- [Texto de origem]
Sobre o que é o near silence o improvisador Carlos Zíngaro diz o seguinte: “Independentemente de serem interpretações inevitavelmente subjectivas, a denominada abordagem do "near silence" terá a ver com o controle de cada músico, individualmente ou em grupo, no rigoroso exercício de auto-impostos limites na interpretação de patamares auditivos tendentes ao redobrado esforço de concentração por parte do ouvinte. Onde se contrariam execuções expressionísticas e onde o som vale por si, sem eventuais artifícios gestuais. Será uma prática que se poderá entender como bastante mais derivada de conceitos composicionais do que a normalmente conseguida com a chamada "livre improvisação", onde essencialmente o momento será aleatoriamente determinado pelas decisões ou "acasos" de cada participante”. Para o improvisador Ernesto Rodrigues - introdutor desta tipologia em Portugal - o near silence é “a resposta mais objectiva e contundente ao mundo desordenado, caótico e ruídoso em que vivemos. Digamos que faz o contraponto com a rudeza da realidade dos nossos dias. O estilo pode ser caracterizado pela percepção do silêncio ou seja, a consciencialização do mesmo, que se traduz também na economia dos sons – reducionismo”.

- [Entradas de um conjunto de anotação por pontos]
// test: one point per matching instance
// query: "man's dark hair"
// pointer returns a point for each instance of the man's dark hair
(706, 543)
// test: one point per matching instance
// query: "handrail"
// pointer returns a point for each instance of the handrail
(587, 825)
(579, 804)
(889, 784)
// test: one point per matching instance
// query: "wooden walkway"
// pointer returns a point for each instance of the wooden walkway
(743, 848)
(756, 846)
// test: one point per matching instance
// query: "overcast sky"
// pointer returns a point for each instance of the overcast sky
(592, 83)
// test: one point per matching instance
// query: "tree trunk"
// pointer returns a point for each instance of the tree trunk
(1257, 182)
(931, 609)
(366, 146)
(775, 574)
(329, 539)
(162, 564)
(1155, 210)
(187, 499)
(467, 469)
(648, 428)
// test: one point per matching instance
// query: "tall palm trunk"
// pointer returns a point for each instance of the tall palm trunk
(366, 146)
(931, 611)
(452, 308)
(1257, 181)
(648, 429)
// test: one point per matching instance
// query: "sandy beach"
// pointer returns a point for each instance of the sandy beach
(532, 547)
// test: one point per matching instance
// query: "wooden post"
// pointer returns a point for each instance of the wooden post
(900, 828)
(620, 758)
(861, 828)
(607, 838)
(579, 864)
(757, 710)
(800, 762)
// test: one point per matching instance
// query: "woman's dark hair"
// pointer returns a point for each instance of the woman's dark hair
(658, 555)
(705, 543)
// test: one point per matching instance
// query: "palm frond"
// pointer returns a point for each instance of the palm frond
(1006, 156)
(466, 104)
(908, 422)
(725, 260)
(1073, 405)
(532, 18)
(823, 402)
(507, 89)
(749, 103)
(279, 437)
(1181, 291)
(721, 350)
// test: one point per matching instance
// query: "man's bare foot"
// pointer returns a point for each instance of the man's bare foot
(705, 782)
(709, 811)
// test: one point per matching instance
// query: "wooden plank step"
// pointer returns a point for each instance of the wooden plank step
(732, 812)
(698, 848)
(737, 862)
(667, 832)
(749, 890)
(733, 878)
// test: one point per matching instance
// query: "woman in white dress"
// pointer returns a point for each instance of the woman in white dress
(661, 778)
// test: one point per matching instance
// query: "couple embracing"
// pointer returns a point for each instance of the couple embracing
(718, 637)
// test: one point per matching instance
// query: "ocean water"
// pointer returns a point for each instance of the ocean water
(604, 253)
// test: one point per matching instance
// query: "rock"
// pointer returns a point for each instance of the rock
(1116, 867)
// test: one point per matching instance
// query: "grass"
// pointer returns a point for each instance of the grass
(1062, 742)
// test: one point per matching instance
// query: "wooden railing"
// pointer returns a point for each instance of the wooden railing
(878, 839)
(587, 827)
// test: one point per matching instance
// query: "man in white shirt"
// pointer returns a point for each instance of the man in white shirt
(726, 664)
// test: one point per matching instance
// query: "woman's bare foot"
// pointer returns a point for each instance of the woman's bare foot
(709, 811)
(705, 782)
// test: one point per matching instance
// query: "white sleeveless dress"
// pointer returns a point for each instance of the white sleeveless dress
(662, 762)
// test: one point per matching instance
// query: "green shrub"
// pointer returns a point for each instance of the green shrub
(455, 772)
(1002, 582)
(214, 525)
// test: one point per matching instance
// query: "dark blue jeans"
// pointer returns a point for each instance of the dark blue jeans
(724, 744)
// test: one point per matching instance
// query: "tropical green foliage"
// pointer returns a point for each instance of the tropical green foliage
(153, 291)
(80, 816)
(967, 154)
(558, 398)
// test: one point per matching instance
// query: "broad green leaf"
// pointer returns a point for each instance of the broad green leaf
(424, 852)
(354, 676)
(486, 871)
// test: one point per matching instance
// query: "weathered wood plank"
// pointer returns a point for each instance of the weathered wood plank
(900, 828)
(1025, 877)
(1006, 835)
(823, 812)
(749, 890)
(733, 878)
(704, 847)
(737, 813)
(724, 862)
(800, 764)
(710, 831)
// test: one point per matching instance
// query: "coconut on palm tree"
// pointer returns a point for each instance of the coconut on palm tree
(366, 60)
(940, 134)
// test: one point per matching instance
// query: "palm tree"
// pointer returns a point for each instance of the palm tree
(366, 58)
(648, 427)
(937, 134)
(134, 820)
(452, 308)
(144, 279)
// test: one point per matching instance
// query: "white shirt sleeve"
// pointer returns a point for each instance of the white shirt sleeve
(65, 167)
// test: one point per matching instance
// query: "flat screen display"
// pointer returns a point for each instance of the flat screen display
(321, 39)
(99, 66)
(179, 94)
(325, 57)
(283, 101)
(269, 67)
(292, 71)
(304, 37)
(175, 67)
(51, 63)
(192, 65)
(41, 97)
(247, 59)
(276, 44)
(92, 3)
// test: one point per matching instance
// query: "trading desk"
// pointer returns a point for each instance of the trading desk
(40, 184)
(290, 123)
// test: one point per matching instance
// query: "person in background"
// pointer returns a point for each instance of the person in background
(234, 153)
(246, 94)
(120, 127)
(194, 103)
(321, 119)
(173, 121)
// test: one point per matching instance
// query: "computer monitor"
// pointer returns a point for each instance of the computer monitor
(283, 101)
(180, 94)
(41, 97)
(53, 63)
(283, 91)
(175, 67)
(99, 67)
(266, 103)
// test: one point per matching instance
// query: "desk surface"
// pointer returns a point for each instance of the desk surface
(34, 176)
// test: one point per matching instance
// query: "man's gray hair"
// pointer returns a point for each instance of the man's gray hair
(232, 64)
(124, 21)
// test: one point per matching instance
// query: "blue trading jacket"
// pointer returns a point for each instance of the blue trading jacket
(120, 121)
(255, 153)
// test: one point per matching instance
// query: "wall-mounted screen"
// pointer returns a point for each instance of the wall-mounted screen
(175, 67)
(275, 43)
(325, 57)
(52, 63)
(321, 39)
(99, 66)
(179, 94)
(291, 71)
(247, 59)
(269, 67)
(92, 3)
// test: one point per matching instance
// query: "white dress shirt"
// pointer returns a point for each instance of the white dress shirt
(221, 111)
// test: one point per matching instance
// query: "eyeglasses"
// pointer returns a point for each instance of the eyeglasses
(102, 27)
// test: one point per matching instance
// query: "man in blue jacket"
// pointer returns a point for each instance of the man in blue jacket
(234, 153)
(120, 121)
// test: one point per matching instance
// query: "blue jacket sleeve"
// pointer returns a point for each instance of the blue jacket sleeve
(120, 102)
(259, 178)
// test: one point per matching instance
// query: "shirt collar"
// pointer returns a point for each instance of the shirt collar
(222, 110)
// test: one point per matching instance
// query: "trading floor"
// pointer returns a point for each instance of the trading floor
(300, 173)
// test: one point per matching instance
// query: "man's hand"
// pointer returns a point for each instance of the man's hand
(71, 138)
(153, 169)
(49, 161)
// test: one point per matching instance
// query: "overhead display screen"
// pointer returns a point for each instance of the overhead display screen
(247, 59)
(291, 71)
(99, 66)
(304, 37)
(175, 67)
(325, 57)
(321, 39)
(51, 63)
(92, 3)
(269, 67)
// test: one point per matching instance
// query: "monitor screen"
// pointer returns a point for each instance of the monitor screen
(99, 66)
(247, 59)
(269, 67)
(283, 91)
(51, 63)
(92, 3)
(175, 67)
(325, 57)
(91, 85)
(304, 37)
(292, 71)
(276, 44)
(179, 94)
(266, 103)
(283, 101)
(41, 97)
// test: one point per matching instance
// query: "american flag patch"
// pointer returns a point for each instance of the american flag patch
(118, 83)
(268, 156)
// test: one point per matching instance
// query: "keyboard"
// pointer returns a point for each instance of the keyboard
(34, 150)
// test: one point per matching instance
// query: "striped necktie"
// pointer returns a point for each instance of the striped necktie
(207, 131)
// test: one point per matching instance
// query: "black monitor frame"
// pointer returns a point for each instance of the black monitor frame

- [Exercícios]
1. No texto sobre o near silence, quem é apontado como o introdutor desta tipologia em Portugal?
2. Dê seguimento ao texto sobre o near silence, escrevendo a parte que viria logo depois da última frase apresentada.

- [Resultados finais]
1. O improvisador Ernesto Rodrigues.

2.
Questionei estes dois improvisadores, sobre quais eram as técnicas e idiossincrasias desta música. Ernesto Rodrigues diz que:“embora se utilizem menos notas (e notas são todo e qualquer som), por outro lado os instrumentos são explorados integralmente, o que se traduz numa panóplia sonora muito mais rica e vasta. Logo, pode-se afirmar que sonicamente os instrumentos são cirurgicamente analisados o que se traduz nas chamadas “extended technics”. A tudo isto é necessário acrescentar um doseamento equilibrado entre som/ruído e silêncio”. Já Carlos Zíngaro diz que: “Próxima dos conceitos "minimalistas", foi a "threshold music" uma derivação das práticas "improvisacionais" da época, muito baseada nos conceitos de John Cage e do "deep listening", e tendente a contrariar (ou enquanto alternativa) a "estética do grito" então prevalecente (anos '70 do século passado) e fequentemente oriunda das abordagens "free jazz". Evidente que o denominado "near silence" lhe é referente sendo que, ainda em opinião exclusivamente pessoal (embora partilhada por muitos), a maioria das situações com que tenho sido recentemente confrontado (essencialmente enquanto ouvinte / espectador), me deixam pleno de questões, dúvidas e frequentes frustrações... Nos eventos de "threshold music" haveria um evidente fruir do espaço sonoro, na preocupação em uma "musicalidade" outra, na descoberta de interacções possíveis, mesmo no não som instrumental. Hoje, salvo raras excepções, serei confrontado essencialmente com o tolher desse fruir e/ou dessa musicalidade, tantas vezes em "poses conceptuais" que considero alheias à construção sonoro/musical. Acrescento apenas que, tantas vezes confrontado com a ostensiva não escuta e egotismo galopante por parte de alguns companheiros eventuais, me remete frequentemente a um "near silence" esperançoso de melhores momentos de ensemble, onde a intransigente e tantas vezes gratuita verbosidade se acalme e dê lugar a partilhas mais consequentes”.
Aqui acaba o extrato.